---------- TASK INPUT ----------

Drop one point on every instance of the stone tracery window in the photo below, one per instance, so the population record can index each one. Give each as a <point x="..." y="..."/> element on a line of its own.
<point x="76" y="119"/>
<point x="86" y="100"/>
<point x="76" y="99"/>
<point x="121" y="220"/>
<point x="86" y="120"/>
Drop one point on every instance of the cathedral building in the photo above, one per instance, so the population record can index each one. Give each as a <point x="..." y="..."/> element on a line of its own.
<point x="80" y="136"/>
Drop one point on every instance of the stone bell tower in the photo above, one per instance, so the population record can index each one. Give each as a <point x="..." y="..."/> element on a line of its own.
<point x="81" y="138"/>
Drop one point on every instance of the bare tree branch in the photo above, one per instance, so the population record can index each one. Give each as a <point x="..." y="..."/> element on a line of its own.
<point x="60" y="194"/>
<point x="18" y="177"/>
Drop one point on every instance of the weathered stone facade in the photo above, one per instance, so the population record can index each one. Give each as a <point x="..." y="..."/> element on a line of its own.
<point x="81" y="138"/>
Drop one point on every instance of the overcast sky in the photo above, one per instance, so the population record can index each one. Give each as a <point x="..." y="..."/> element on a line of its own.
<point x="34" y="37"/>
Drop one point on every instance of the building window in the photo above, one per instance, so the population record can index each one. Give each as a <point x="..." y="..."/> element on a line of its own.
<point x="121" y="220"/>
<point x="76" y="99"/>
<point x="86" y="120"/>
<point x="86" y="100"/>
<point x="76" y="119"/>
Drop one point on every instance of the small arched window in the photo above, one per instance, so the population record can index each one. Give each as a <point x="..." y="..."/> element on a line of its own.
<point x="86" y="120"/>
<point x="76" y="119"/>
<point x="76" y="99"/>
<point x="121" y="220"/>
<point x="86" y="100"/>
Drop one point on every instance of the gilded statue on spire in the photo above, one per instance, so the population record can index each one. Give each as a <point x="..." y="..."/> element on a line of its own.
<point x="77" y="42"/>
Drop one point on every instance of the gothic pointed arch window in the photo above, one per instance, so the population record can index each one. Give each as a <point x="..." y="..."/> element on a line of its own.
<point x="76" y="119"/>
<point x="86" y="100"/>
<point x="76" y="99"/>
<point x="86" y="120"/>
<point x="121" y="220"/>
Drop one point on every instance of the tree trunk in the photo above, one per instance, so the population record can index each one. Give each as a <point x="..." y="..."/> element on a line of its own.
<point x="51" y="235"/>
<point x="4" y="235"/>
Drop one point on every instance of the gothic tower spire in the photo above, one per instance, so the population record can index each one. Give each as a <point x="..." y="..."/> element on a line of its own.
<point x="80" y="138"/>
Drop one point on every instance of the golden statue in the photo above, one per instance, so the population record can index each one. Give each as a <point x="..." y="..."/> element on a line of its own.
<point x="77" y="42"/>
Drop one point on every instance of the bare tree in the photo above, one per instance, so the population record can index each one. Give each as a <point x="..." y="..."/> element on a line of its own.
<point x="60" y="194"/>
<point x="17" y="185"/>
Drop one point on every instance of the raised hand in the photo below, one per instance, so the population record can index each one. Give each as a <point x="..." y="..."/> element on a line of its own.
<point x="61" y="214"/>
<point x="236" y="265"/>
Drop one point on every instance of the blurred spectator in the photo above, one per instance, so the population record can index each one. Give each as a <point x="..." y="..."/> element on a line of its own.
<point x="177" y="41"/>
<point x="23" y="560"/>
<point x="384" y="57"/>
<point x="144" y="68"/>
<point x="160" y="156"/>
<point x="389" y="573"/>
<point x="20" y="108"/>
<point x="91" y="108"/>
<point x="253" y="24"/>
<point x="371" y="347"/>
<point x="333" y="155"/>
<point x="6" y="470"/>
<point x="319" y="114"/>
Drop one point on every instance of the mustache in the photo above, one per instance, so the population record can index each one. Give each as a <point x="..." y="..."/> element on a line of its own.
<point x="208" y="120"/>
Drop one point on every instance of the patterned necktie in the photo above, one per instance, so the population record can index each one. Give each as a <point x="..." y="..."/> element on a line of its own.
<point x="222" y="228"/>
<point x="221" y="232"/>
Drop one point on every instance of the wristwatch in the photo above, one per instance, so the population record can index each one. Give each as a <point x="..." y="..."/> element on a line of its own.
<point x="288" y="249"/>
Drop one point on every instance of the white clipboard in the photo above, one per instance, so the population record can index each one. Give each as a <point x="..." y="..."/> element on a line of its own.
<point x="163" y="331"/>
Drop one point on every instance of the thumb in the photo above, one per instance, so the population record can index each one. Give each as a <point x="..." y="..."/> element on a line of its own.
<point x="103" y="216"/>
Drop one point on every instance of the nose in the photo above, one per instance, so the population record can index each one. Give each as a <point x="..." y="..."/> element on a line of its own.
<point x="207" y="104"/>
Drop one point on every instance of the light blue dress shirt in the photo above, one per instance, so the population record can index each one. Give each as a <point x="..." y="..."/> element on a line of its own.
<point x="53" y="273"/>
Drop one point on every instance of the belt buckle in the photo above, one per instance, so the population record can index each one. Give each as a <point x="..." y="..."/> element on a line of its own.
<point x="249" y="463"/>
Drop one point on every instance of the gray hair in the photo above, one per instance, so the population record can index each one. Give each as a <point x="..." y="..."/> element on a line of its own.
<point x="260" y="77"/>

----------

OBJECTIVE | Reproduce all data above, unchanged.

ANSWER TO THIS TASK |
Drop one point on every instance of the stone tracery window in the photo below, one per instance, so the population record can index each one. Give each as a <point x="..." y="..."/> element on a line of its own.
<point x="76" y="119"/>
<point x="86" y="100"/>
<point x="76" y="99"/>
<point x="121" y="220"/>
<point x="86" y="120"/>
Drop one point on every instance of the cathedral building in the photo above, one per instance, so the population record can index each one. Give each as a <point x="..." y="..."/> element on a line of its own.
<point x="80" y="136"/>
Drop one point on every instance of the stone bell tower in the photo above, one per instance, so the population record can index each one. Give each as a <point x="..." y="..."/> element on a line of its own.
<point x="81" y="138"/>
Drop one point on every instance of the bare tree branch in the photo above, one per instance, so the population record can index each one. Give each as a <point x="..." y="..."/> element on a line of its own.
<point x="60" y="194"/>
<point x="18" y="177"/>
Drop one point on every instance of the weathered stone facade in the photo above, one per instance, so the population record can index each one. Give each as a <point x="..." y="..."/> element on a line of its own.
<point x="81" y="138"/>
Drop one point on every instance of the overcast sky in the photo above, one per instance, so the population record can index each one. Give each as a <point x="..." y="..."/> element on a line of its own.
<point x="34" y="37"/>
Drop one point on every instance of the building window in the photo above, one per instance, so the population record can index each one. Give each as a <point x="..." y="..."/> element on a line of its own.
<point x="121" y="220"/>
<point x="76" y="99"/>
<point x="86" y="120"/>
<point x="86" y="100"/>
<point x="76" y="119"/>
Drop one point on every instance of the small arched window in the photo above, one per instance, so the population record can index each one. Give each as a <point x="..." y="..."/> element on a line of its own.
<point x="86" y="120"/>
<point x="76" y="119"/>
<point x="76" y="99"/>
<point x="121" y="220"/>
<point x="86" y="100"/>
Drop one point on every instance of the gilded statue on spire in the photo above, one per instance, so the population record can index each one. Give each as a <point x="..." y="..."/> element on a line of its own.
<point x="77" y="42"/>
Drop one point on every instance of the gothic pointed arch window in the photo above, one per instance, so the population record can index each one. Give each as a <point x="..." y="..."/> element on a line of its own.
<point x="76" y="119"/>
<point x="86" y="100"/>
<point x="76" y="99"/>
<point x="86" y="120"/>
<point x="121" y="220"/>
Drop one point on every instance of the tree trunk in the photo above, one per instance, so the population record can index each one. Give each as a <point x="..." y="..."/> element on a line of its own.
<point x="51" y="235"/>
<point x="4" y="235"/>
Drop one point on every instance of the gothic tower spire in the photo above, one per instance, so the population record can index each one. Give each as a <point x="..." y="..."/> element on a line of its own.
<point x="80" y="138"/>
Drop one point on every instance of the golden statue in the photo above, one per instance, so the population record can index each one. Give each as a <point x="..." y="..."/> element on a line of its own.
<point x="77" y="42"/>
Drop one point on every instance of the bare tree in the photo above, one per instance, so the population record can index each one. Give each as a <point x="..." y="..."/> element on a line of its own.
<point x="60" y="194"/>
<point x="17" y="185"/>
Drop one point on every instance of the raised hand in the photo below, one per instance, so the population record can index each one. Give each as a <point x="..." y="..."/> element on a line of its own.
<point x="61" y="214"/>
<point x="236" y="265"/>
Drop one point on every instance of the blurred spectator in the photo above, one per instance, so the population record can index each one. Give each as a <point x="..." y="..."/> element on a line of its own.
<point x="177" y="41"/>
<point x="23" y="560"/>
<point x="384" y="57"/>
<point x="144" y="68"/>
<point x="160" y="156"/>
<point x="389" y="573"/>
<point x="20" y="108"/>
<point x="91" y="108"/>
<point x="253" y="24"/>
<point x="371" y="347"/>
<point x="333" y="155"/>
<point x="6" y="470"/>
<point x="319" y="114"/>
Drop one point on every instance of the mustache in the photo above, one per instance, so the population record can index each one. Give each as a <point x="..." y="..."/> element on a line of its own.
<point x="208" y="120"/>
Drop one point on every instance of the patterned necktie in the photo above, one per instance, so the population record can index each one. Give each as a <point x="..." y="..."/> element on a line of its own.
<point x="222" y="228"/>
<point x="221" y="232"/>
Drop one point on every instance of the wristwatch in the photo above, one per instance, so the population record can index each one. Give each as a <point x="..." y="..."/> element on a line of its own.
<point x="288" y="249"/>
Drop one point on every instance of the white clipboard in the photo above, one per instance, so the population record can index each one. Give each as a <point x="..." y="..."/> element on a line of its own.
<point x="163" y="331"/>
Drop one point on every instance of the thumb in the photo above, one per instance, so the population record can index each one. Give each as a <point x="..." y="..."/> element on a line of its own.
<point x="103" y="216"/>
Drop one point on every instance of the nose in the photo above, one per instance, so the population record can index each one. Give each as a <point x="..." y="..."/> element on a line of its own.
<point x="207" y="104"/>
Drop one point on every instance of the light blue dress shirt in the photo above, one per instance, so the population record can index each one. Give each as a <point x="..." y="..."/> element on a line of its own.
<point x="53" y="273"/>
Drop one point on every instance of the belt buckle in the photo above, one per instance, so the population record can index each one. Give each as a <point x="..." y="..."/> element on a line of its own.
<point x="249" y="463"/>
Drop one point on every instance of the gray hair in the photo above, one per instance, so the population record can index each one. Give each as a <point x="..." y="..."/> element on a line of its own.
<point x="260" y="77"/>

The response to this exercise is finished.